ALGUMAS FIGURAS DA MINHA VIDA (4)
Para
além de um número redondo e marcante, como já tenho dito, o NT é o resultado de
uma paixão profunda pelas circunstâncias da terra. Merece o meu aplauso e o meu
reconhecimento, independentemente do que possa vir a acontecer no futuro. E é
também nisso, disse-me, que tem pensado muito. Gostava, claro, que o jornal
continuasse, diz que há pessoas competentes para dar sequência, mas…assumir
essa responsabilidade exige paixão. Sem isso nada feito – acrescenta.
Não só por isto, mas também, CARLOS
DIAS é uma das «figuras da minha vida».
Desde que começou a trabalhar em S.

——

=== PROBLEMA PROPOSTO A ===
Segundo o texto fornecido, o que exige assumir a responsabilidade de dar sequência ao jornal?
=== PROBLEMA PROPOSTO B ===
Por favor, reproduza do texto fornecido o trecho que começa em "ALGUMAS FIGURAS DA" e segue até "feito – acrescenta.".

=== DADOS FORNECIDOS ===
——

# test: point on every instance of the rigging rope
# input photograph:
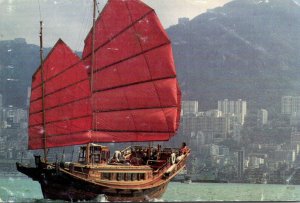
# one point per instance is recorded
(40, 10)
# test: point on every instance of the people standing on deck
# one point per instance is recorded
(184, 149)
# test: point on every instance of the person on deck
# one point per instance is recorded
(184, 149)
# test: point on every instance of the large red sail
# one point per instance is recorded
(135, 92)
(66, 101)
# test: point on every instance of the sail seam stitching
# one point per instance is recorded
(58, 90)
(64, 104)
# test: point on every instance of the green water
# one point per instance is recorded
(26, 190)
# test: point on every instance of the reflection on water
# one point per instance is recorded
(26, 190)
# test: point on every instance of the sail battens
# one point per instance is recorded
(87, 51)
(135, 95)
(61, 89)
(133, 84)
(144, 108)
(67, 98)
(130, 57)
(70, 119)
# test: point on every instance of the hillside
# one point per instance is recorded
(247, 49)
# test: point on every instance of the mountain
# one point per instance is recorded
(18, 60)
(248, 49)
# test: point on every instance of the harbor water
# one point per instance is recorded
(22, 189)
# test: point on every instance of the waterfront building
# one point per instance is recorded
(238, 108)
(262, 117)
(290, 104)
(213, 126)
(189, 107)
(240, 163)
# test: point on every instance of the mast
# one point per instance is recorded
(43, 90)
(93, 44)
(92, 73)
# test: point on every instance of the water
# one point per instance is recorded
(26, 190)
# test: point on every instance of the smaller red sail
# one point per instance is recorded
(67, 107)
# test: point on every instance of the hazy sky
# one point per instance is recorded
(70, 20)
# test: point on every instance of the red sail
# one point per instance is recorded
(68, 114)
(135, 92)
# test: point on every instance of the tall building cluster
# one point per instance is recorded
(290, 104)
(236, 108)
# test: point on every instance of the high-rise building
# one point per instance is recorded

——

=== RESPOSTA A ===
Exige paixão.

=== RESPOSTA B ===
ALGUMAS FIGURAS DA MINHA VIDA (4)
Para
além de um número redondo e marcante, como já tenho dito, o NT é o resultado de
uma paixão profunda pelas circunstâncias da terra. Merece o meu aplauso e o meu
reconhecimento, independentemente do que possa vir a acontecer no futuro. E é
também nisso, disse-me, que tem pensado muito. Gostava, claro, que o jornal
continuasse, diz que há pessoas competentes para dar sequência, mas…assumir
essa responsabilidade exige paixão. Sem isso nada feito – acrescenta.